> [Supplied records]

--------

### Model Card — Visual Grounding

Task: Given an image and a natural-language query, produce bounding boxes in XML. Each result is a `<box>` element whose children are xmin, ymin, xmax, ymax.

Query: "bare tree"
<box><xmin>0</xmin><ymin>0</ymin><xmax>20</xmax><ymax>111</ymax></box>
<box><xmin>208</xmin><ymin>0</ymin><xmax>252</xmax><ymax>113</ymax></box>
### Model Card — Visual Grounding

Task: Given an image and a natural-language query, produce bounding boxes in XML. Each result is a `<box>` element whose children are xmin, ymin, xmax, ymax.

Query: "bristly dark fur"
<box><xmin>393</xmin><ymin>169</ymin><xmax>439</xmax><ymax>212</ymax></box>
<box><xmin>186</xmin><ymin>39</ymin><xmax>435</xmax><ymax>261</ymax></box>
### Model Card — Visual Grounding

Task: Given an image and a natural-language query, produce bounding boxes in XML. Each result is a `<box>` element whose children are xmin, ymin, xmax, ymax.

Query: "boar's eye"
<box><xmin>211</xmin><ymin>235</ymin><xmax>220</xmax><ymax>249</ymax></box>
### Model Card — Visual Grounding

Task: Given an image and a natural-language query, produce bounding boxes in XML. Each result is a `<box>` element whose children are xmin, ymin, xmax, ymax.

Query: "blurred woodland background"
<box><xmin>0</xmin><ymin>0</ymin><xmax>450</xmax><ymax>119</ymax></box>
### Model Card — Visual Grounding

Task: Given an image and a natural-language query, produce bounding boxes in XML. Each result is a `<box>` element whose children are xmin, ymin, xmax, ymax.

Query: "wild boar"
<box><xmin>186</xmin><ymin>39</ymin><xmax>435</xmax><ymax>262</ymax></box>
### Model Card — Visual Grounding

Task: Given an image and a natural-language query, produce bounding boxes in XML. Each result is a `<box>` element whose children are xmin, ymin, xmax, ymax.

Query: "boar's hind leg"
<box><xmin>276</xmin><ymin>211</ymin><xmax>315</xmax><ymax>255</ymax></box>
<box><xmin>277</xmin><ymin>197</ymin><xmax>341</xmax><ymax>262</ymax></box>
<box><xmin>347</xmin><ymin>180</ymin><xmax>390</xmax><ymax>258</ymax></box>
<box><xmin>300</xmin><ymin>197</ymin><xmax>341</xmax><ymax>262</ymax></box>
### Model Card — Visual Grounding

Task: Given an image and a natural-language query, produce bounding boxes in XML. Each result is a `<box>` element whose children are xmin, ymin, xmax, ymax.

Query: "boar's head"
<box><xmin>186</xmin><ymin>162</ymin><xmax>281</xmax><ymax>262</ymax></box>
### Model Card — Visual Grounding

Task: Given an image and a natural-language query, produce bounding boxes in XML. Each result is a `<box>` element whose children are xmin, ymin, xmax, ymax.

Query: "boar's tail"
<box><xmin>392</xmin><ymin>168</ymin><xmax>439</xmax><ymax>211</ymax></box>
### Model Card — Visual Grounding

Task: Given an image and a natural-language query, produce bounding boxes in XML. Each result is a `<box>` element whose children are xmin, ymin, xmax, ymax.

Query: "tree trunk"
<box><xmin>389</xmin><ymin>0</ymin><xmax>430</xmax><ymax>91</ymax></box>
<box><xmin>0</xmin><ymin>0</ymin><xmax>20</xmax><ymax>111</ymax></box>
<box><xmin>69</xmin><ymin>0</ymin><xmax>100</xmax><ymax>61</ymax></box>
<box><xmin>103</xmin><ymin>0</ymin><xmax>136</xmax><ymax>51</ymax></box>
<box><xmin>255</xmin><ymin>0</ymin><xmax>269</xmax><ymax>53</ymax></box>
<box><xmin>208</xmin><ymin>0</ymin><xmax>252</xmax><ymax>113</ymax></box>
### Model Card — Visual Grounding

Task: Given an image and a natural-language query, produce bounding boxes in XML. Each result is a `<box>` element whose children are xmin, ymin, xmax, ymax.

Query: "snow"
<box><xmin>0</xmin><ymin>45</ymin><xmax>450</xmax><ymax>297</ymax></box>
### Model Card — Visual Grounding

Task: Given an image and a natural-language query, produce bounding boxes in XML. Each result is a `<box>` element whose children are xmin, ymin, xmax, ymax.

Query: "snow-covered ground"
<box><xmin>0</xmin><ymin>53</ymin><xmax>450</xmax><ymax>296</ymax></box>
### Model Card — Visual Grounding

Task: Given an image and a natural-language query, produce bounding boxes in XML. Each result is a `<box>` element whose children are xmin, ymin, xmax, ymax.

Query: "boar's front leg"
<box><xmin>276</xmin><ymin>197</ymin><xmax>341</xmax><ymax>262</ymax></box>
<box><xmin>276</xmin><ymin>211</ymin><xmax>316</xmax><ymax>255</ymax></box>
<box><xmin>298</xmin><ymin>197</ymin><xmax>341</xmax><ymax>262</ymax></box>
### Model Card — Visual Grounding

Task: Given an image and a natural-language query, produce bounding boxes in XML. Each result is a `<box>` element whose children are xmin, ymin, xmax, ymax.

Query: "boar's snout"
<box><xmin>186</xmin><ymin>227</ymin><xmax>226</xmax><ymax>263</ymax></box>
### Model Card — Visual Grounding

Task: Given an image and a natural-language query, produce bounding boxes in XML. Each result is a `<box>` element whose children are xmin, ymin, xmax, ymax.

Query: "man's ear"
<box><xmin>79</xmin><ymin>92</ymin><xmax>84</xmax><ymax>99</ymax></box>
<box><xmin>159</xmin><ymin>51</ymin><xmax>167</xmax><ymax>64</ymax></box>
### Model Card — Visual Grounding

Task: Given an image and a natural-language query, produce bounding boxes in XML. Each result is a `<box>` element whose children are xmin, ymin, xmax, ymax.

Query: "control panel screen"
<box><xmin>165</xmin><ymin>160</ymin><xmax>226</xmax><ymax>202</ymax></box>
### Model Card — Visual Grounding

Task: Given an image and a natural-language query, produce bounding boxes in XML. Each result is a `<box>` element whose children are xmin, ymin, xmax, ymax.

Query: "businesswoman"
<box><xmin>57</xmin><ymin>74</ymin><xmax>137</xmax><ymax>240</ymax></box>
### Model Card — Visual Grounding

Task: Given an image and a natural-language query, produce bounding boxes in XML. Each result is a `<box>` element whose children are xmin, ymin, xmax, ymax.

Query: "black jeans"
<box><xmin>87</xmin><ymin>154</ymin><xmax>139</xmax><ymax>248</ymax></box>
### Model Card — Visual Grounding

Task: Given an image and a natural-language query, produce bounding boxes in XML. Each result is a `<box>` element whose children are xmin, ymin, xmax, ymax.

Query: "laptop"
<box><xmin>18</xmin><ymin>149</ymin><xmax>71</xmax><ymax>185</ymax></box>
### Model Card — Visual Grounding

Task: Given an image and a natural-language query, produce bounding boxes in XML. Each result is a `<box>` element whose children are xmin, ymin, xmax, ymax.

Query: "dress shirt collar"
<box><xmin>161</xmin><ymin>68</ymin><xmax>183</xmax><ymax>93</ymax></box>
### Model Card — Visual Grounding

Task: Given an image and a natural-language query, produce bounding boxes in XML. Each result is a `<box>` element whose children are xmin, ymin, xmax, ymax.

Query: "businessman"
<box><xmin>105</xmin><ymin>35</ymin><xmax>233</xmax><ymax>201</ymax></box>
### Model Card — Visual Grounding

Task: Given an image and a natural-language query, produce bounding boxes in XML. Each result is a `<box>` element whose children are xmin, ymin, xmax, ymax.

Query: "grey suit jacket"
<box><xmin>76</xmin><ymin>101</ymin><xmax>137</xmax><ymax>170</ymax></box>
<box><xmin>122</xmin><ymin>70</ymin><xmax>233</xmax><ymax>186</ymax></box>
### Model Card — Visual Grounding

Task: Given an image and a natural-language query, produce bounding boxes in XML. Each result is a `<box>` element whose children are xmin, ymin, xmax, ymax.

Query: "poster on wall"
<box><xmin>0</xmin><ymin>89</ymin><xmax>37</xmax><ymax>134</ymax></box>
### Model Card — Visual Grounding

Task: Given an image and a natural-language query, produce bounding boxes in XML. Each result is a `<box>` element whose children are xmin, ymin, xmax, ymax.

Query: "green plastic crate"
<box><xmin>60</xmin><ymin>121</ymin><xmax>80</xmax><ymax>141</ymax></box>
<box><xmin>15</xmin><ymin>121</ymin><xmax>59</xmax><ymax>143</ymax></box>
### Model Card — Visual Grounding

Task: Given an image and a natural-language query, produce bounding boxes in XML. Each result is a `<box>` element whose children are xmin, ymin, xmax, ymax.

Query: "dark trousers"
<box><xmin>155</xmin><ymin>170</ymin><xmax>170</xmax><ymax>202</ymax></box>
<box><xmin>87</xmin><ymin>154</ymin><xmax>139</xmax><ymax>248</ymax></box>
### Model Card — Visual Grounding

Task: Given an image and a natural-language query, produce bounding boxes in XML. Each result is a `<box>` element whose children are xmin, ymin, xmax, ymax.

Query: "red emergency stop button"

--------

> [Task statement]
Pick out every line of the material above that contains the string "boar", and copy each one. Case counts.

> [Exercise output]
Query: "boar's eye"
Query: "wild boar"
Query: "boar's hind leg"
Query: "boar's head"
Query: "boar's tail"
Query: "boar's front leg"
Query: "boar's snout"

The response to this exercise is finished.